Question

A sled that has a mass of 8 kg is pulled at a 50 degree angle with a force of 20 N. The force of friction acting on the sled is 2.4 N. The free-body diagram shows the forces acting on the sled.
What is the acceleration of the sled and the normal force acting on it, to the nearest tenth?

1) a = 1.3 m/s2; FN = 63.1 N
2) a = 1.6 m/s2; FN = 65.6 N
3) a = 1.9 m/s2; FN = 93.7 N
4) a = 2.2 m/s2; FN = 78.4 N

Answer 1

As per the question the mass of sled[m] is given as 8 kg.

The fictional force$[F_{f} ]$ is given as 2.4 N

A force$[F_{p} ]$ of 20 N  was exerted on the sled at angle of $50^{0}$

Resolving the force into horizontal and vertical components we get -

$F_{h} =F_{p} cos\theta$ and $F_{v} =F_{p} sin\theta$

Here $F_{h}$ is the horizontal component and $F_{v}$ is the vertical component.

$F_{h} =20*cos50$   $=12.85575219 N$

Similarly $F_{v} =20*sin50=15.32088886 N$

From the free body diagram we get that sum of vertical components is zero as there is no motion in vertical direction.

Hence $F_{N} +F_{p} sin\theta=mg$ where g is the acceleration due to gravity .

⇒$F_{N} =mg-F_{p} sin50$

 ⇒ $F_{N} =8*9.8-15.32088886$  [here value of g is 9.8 m/s^2]

                      =63.1 N

The net motion of the body is along the  forward  direction.

            Hence  $F_{p} cos\theta -F_{f} =ma$ where a is the acceleration of the body.

              ⇒$a=\frac{F_{p}cos\theta -F_{f} }{m}$

                     $=\frac{12.85575219 -2.4}{8}$

                      $=1.30 m/s^2$

Hence the option A is the right answer.

       

Answer 2

A. a = 1.3 m/s^2; FN = 63.1 N

(Stored records)

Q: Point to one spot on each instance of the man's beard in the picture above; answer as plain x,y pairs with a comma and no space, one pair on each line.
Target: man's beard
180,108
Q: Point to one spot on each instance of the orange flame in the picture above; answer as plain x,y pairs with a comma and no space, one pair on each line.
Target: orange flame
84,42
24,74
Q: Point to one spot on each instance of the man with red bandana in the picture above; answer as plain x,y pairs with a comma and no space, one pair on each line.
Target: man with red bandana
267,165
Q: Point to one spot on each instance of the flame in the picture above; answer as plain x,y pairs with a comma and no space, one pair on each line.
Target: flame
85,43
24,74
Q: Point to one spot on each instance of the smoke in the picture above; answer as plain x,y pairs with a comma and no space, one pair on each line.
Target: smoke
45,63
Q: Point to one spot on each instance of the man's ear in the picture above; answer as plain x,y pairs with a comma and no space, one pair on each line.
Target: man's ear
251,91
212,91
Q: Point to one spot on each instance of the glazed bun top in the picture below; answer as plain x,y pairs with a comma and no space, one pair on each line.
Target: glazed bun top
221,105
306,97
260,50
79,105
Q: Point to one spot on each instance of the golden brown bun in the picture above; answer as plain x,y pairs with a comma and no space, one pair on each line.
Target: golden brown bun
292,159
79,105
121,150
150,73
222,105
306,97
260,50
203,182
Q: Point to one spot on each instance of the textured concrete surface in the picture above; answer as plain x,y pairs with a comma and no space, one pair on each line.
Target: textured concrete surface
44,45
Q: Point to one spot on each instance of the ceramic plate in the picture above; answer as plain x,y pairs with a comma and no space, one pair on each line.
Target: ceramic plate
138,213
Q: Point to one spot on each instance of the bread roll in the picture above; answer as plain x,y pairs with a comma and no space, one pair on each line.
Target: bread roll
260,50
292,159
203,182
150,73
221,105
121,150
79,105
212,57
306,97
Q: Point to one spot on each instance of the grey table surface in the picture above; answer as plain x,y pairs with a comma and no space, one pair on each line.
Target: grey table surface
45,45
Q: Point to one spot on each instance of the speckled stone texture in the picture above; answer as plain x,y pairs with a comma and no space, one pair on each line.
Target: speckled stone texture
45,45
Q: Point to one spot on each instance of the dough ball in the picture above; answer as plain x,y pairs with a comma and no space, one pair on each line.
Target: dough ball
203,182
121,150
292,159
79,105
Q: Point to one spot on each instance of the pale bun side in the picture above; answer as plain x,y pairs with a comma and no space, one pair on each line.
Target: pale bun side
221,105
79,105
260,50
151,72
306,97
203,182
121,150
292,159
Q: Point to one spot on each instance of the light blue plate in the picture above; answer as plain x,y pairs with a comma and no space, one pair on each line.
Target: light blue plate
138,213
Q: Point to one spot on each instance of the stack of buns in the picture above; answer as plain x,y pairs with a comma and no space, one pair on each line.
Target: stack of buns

Stated task 1 ▸
Answer these questions about the sled thread, one line each:
(a) What friction force acts on the sled?
(b) What value of g does Answer 1 use?
(c) What normal force does Answer 2 give?
Stated task 2 ▸ List every acceleration value offered among the answer choices in the sled thread.
Stated task 3 ▸ Reproduce the part of the sled thread starting at "1) a = 1.3 m/s2;" and ending at "given as 8 kg.".
The data above has no connection to the sled thread.

Final result 1 ▸
(a) 2.4 N
(b) 9.8 m/s^2
(c) 63.1 N

Final result 2 ▸ 1.3 m/s2, 1.6 m/s2, 1.9 m/s2, 2.2 m/s2

Final result 3 ▸
1) a = 1.3 m/s2; FN = 63.1 N
2) a = 1.6 m/s2; FN = 65.6 N
3) a = 1.9 m/s2; FN = 93.7 N
4) a = 2.2 m/s2; FN = 78.4 N

Answer 1

As per the question the mass of sled[m] is given as 8 kg.